TASK STATEMENT: Using the case summary, please explain why the court could vary Nolf's sentence downward only to 60 months.

TEXT SECTION:
30 F. Supp. 3d 1200
D.N.M.2014Background
- Defendant Kevin Nolf pled guilty to possession with intent to distribute ≥100 kg marijuana and conspiracy (21 U.S.C. §§ 841, 846); PSR recommended career-offender treatment under U.S.S.G. § 4B1.1 based on a 2000 felony drug sale conviction (Arizona) and a 2004 aggravated assault.
- Without the career-offender adjustment Nolf would have had CHC III (6 points) and an offense level yielding 57–71 months; with career-offender he was placed in CHC VI and the Guidelines produced a much higher range.
- The United States moved under U.S.S.G. § 5K1.1 for a 12-level downward departure for substantial assistance; PSR accounted for a 3-level reduction for acceptance of responsibility.
- Key disputed legal questions: applicability of the career-offender guideline to Nolf; sequencing of § 5K1.1 departures versus § 3553(a) variances (i.e., whether variances may be applied so as to permit a sentence below a statutory mandatory minimum); and whether Nolf merits downward variance(s) for diminished capacity and for harms he suffered cooperating with the government.
- The court granted the government’s § 5K1.1 motion, applied the career-offender guideline, then varied downward the maximum extent allowed by law — imposing the 60‑month statutory minimum (5 years) after a 3‑month variance from the 63–78 month Guideline range produced post-departure.
Issues
| Issue | Plaintiff's Argument | Defendant's Argument | Held |
|---|---|---|---|
| Applicability of career-offender enhancement (U.S.S.G. § 4B1.1) | Career-offender guideline valid and applies to Nolf given two qualifying prior felonies | Nolf argued the career-offender guideline is empirically unsound and courts may decline to apply it post-Booker; also argued state drug conviction should not count under 28 U.S.C. § 994(h) | Court applied § 4B1.1: Nolf meets its elements; the guideline tracks Congress’ directive in § 994(h) and the Commission permissibly included state drug felonies; any disagreement must be addressed by variance, not by refusing to apply the guideline first |
| Sequence: may court apply variances before a § 5K1.1 departure to permit sentence below statutory minimum? | Nolf: variances should be considered first so combined effect with § 5K1.1 can lawfully produce a sentence below statutory minimum; Booker permits such flexibility | U.S.: courts must follow Guideline sequence; § 3553(e) permits below-minimum sentences only to reflect substantial assistance under Guidelines; variances cannot be used to evade statutory minimum absent § 5K1.1 conformity | Court held the three-step sequence (Guidelines chapters 2–4 → Guidelines departures including §5K1.1 → §3553(a) variances) governs; § 3553(e) authorizes below-minimum sentences only when imposed in accordance with the Guidelines, so variances cannot be used to bypass statutory minimums; thus court applied §5K1.1 first and could only vary down to the 60‑month statutory minimum |
| Diminished-capacity variance | Nolf sought a downward variance based on psychiatric evaluation diagnosing Bipolar I and reduced capacity contributing to offense | U.S. contested credibility/methodology of expert and pointed to defendant’s sophistication and active criminal enterprise | Court acknowledged mitigating mental‑health and background factors and granted a limited downward variance but only to the extent permitted by law (resulting in 60 months) |
| Variance/additional reduction for harms from cooperation (attack in jail) | Nolf sought additional variance or §5K1.1 benefit for physical danger and hardships suffered due to cooperation | U.S. acknowledged assistance but limited its §5K1.1 request to a 12-level departure and opposed further variance beyond that | Court credited the assistance (granted the §5K1.1 departure) and considered request for protective placement at designation; any additional variance was constrained by statutory minimum and court reduced sentence only to 60 months |
Key Cases Cited
- United States v. Booker, 543 U.S. 220 (2005) (mandatory Guidelines severed; Guidelines are advisory and courts must consult § 3553(a))

Referring expression data:

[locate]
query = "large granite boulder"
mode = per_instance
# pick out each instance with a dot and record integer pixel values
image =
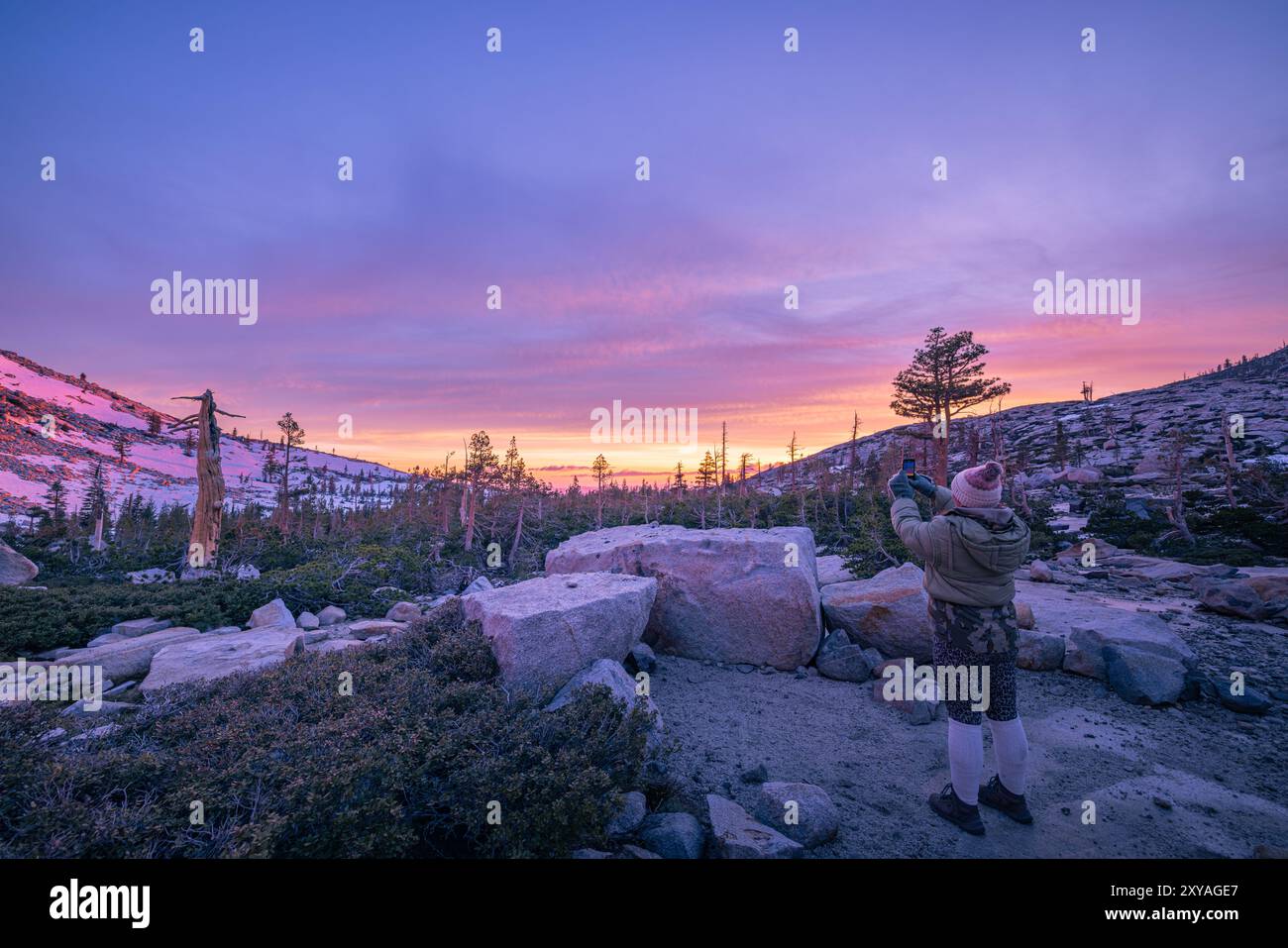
(214, 657)
(887, 612)
(725, 595)
(544, 631)
(14, 569)
(1140, 657)
(273, 613)
(1256, 597)
(799, 810)
(129, 657)
(608, 674)
(734, 835)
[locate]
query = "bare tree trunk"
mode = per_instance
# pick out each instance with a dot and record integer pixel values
(1229, 459)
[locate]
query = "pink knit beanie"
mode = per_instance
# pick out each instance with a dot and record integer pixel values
(979, 487)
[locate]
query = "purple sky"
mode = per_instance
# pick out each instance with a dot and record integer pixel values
(518, 168)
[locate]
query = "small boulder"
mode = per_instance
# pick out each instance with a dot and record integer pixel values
(800, 810)
(673, 835)
(213, 657)
(1256, 597)
(734, 835)
(887, 612)
(841, 661)
(1039, 652)
(1024, 616)
(331, 614)
(14, 569)
(140, 626)
(545, 630)
(1144, 678)
(403, 612)
(273, 613)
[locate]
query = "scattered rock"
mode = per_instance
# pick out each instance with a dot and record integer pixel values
(372, 627)
(887, 612)
(608, 674)
(146, 578)
(673, 835)
(1256, 597)
(1144, 678)
(799, 810)
(129, 659)
(14, 569)
(734, 835)
(724, 595)
(1039, 652)
(1132, 634)
(629, 817)
(403, 612)
(140, 626)
(544, 631)
(331, 614)
(273, 613)
(1250, 702)
(209, 657)
(841, 661)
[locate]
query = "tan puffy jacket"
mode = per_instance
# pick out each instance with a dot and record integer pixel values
(970, 553)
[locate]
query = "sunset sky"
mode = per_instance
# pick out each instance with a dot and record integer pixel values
(518, 168)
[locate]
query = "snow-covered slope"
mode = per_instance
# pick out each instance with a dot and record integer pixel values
(55, 427)
(1131, 432)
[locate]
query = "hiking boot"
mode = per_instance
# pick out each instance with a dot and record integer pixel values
(948, 805)
(997, 796)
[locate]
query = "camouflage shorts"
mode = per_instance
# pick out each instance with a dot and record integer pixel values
(983, 630)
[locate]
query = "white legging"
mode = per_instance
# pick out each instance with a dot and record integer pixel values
(966, 756)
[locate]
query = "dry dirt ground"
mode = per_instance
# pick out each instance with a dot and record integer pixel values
(1192, 781)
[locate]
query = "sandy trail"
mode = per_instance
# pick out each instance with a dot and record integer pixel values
(1197, 781)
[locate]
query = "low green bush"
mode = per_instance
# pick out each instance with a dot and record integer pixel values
(411, 764)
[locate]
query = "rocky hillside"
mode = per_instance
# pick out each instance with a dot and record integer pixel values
(56, 427)
(1126, 436)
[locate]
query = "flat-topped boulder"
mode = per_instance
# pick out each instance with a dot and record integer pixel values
(887, 612)
(213, 657)
(1129, 634)
(130, 657)
(545, 630)
(16, 569)
(724, 595)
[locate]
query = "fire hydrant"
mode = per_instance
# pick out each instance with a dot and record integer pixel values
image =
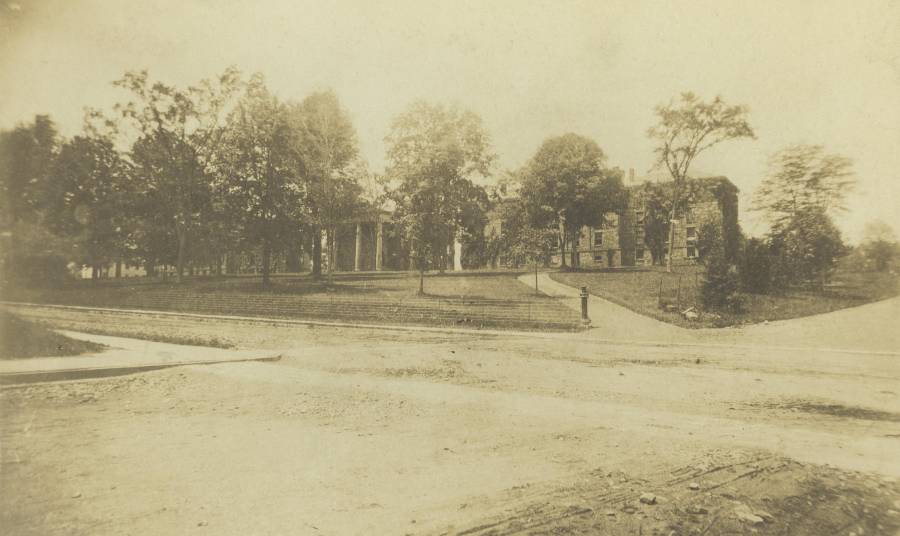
(585, 321)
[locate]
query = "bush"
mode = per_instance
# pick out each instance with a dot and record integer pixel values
(37, 270)
(721, 283)
(755, 268)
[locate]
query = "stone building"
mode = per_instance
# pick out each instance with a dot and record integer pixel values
(619, 240)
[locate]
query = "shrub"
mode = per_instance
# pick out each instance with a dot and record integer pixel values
(37, 270)
(755, 268)
(721, 283)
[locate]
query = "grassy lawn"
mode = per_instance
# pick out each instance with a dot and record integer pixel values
(465, 299)
(643, 289)
(20, 339)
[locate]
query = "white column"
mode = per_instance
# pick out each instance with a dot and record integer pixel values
(379, 246)
(357, 262)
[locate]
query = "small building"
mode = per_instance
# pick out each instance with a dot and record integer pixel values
(619, 240)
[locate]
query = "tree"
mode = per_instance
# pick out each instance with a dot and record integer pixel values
(685, 129)
(257, 170)
(657, 212)
(802, 178)
(566, 184)
(755, 266)
(177, 135)
(879, 244)
(27, 154)
(721, 282)
(806, 248)
(434, 153)
(330, 166)
(90, 201)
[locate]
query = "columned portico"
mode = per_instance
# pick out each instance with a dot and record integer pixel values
(357, 258)
(366, 243)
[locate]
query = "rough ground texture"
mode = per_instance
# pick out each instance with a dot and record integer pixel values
(362, 432)
(20, 339)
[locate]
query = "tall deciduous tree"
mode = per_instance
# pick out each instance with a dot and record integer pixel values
(685, 129)
(90, 201)
(27, 154)
(567, 184)
(258, 170)
(803, 178)
(178, 132)
(330, 166)
(434, 153)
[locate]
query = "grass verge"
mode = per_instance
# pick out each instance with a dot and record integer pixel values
(643, 290)
(21, 339)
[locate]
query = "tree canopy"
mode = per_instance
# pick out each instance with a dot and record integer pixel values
(435, 154)
(685, 129)
(567, 184)
(803, 178)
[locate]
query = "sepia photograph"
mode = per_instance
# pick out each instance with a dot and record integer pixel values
(473, 267)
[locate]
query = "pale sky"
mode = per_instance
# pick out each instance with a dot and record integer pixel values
(811, 71)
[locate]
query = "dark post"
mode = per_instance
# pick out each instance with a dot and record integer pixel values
(585, 321)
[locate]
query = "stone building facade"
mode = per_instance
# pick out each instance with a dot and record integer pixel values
(619, 240)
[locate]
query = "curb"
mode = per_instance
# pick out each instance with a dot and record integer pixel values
(582, 336)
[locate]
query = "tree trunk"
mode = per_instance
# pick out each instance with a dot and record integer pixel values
(266, 260)
(671, 249)
(317, 252)
(332, 249)
(182, 253)
(574, 252)
(562, 245)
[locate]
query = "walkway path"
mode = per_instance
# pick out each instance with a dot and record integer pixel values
(870, 328)
(122, 357)
(608, 320)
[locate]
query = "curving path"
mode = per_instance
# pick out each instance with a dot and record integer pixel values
(870, 328)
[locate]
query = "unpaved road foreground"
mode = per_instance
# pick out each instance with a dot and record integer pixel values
(397, 434)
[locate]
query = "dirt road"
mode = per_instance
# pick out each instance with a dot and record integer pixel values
(361, 432)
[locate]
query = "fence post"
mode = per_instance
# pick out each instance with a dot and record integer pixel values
(585, 321)
(678, 294)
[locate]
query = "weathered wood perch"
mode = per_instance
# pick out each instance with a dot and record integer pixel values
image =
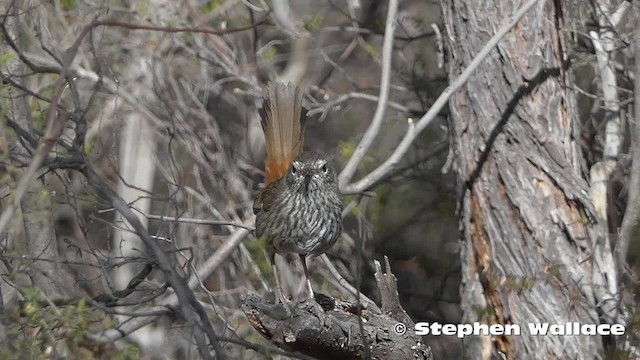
(331, 330)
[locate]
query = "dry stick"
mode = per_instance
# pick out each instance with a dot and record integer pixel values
(202, 273)
(414, 129)
(191, 308)
(632, 213)
(373, 130)
(56, 121)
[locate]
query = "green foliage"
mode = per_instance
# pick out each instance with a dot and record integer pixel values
(37, 330)
(347, 148)
(314, 23)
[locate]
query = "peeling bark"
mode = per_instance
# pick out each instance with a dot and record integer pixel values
(527, 216)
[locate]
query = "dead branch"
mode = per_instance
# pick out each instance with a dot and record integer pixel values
(332, 330)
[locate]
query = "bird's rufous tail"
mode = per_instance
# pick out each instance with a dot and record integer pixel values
(283, 119)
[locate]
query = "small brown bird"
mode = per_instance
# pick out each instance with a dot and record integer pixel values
(300, 209)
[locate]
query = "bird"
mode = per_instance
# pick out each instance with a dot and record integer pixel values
(300, 209)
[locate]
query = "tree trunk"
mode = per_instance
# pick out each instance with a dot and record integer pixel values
(526, 212)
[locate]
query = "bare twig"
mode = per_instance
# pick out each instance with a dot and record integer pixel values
(373, 130)
(414, 129)
(632, 212)
(191, 308)
(56, 119)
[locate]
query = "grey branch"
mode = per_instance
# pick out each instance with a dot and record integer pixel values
(414, 129)
(335, 332)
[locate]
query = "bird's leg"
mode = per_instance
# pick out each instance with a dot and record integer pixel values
(315, 307)
(279, 295)
(306, 274)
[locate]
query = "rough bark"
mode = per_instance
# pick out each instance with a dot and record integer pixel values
(526, 211)
(334, 332)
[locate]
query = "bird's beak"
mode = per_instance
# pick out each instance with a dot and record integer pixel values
(307, 180)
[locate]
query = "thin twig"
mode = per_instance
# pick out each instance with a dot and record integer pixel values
(414, 129)
(373, 130)
(632, 212)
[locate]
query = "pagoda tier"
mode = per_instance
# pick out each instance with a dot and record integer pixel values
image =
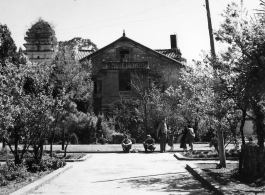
(40, 41)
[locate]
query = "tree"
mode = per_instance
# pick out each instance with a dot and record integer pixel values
(244, 59)
(27, 116)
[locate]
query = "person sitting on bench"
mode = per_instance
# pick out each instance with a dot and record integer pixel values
(126, 144)
(149, 144)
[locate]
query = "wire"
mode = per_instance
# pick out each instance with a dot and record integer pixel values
(133, 21)
(220, 3)
(120, 16)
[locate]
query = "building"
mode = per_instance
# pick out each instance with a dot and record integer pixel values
(40, 42)
(114, 67)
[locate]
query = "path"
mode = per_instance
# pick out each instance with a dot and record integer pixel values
(107, 174)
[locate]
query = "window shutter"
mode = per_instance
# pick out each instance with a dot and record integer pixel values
(117, 53)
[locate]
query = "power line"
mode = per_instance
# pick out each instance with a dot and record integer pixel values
(132, 21)
(120, 16)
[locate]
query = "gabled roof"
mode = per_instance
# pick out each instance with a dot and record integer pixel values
(124, 38)
(82, 54)
(171, 53)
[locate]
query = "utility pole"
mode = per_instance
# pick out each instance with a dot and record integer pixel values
(219, 131)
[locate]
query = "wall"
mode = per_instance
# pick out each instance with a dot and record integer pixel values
(110, 78)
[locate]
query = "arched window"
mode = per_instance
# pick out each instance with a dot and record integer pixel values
(124, 55)
(124, 82)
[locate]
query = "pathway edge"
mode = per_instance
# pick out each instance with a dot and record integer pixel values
(46, 179)
(207, 180)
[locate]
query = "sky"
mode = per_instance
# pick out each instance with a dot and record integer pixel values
(149, 22)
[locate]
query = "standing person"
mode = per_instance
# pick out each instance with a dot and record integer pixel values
(162, 133)
(190, 136)
(171, 138)
(149, 144)
(126, 144)
(183, 139)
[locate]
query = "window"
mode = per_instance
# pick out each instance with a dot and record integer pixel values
(124, 55)
(99, 86)
(124, 82)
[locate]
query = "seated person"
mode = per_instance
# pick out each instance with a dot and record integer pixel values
(149, 144)
(126, 144)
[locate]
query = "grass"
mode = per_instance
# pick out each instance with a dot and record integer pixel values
(17, 184)
(230, 178)
(28, 177)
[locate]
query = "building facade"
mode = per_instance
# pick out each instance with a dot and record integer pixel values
(114, 68)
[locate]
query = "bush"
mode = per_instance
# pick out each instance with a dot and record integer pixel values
(102, 140)
(117, 138)
(133, 141)
(74, 139)
(44, 165)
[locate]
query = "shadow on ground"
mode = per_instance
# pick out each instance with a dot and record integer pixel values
(178, 183)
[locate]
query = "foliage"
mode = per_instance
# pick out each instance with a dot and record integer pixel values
(78, 43)
(74, 139)
(117, 138)
(102, 140)
(43, 165)
(242, 63)
(28, 114)
(133, 141)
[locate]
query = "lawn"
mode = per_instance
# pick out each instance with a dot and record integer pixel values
(229, 178)
(14, 179)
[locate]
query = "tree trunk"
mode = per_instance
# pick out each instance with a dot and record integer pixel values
(221, 148)
(63, 139)
(196, 127)
(52, 138)
(240, 167)
(244, 114)
(260, 133)
(4, 143)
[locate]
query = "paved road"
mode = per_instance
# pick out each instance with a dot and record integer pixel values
(107, 174)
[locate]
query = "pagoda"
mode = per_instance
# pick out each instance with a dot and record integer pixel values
(41, 42)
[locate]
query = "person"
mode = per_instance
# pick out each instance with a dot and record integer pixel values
(171, 138)
(149, 144)
(183, 139)
(162, 134)
(126, 144)
(190, 136)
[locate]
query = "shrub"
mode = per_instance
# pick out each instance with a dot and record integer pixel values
(44, 165)
(133, 141)
(102, 140)
(3, 181)
(74, 139)
(117, 138)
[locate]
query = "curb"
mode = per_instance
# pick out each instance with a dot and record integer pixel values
(181, 157)
(37, 184)
(207, 180)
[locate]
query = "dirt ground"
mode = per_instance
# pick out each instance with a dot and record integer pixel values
(229, 178)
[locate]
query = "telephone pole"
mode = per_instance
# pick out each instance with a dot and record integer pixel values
(219, 131)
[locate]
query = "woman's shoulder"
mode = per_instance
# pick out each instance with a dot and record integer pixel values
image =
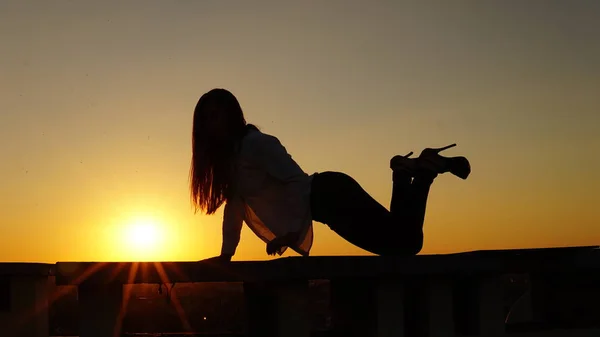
(255, 138)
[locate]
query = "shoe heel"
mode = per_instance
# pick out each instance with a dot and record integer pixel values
(438, 150)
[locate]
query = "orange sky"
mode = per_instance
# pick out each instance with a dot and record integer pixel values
(97, 101)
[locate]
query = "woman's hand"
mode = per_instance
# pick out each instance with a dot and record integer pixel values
(218, 259)
(282, 241)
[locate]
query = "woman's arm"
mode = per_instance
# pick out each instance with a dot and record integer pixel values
(274, 158)
(233, 218)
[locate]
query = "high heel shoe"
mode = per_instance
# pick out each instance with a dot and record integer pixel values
(404, 163)
(430, 159)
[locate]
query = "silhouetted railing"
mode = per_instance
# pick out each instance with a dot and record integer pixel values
(429, 295)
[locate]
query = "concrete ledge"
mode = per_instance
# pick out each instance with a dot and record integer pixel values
(551, 260)
(24, 299)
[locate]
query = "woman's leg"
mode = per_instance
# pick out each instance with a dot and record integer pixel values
(340, 202)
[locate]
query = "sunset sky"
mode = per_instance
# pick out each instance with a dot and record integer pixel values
(97, 97)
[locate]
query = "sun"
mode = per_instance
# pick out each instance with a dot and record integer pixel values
(142, 238)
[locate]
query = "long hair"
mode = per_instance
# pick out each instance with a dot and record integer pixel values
(214, 150)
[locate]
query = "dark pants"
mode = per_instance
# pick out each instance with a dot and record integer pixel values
(338, 201)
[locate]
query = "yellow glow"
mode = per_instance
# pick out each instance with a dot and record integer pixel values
(142, 238)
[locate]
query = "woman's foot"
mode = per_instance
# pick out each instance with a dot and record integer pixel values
(430, 159)
(431, 163)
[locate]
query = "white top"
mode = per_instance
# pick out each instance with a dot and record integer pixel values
(272, 196)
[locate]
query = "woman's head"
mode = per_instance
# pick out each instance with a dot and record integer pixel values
(218, 127)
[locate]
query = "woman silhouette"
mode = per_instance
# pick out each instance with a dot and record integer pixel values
(235, 164)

WORKED SOLUTION: The court held that the three-step sequence governs: Guidelines chapters 2–4, then Guidelines departures including § 5K1.1, then § 3553(a) variances. Because § 3553(e) authorizes below-minimum sentences only when imposed in accordance with the Guidelines, variances cannot be used to bypass statutory minimums. The court therefore applied the § 5K1.1 departure first and could vary down only to the 60-month statutory minimum.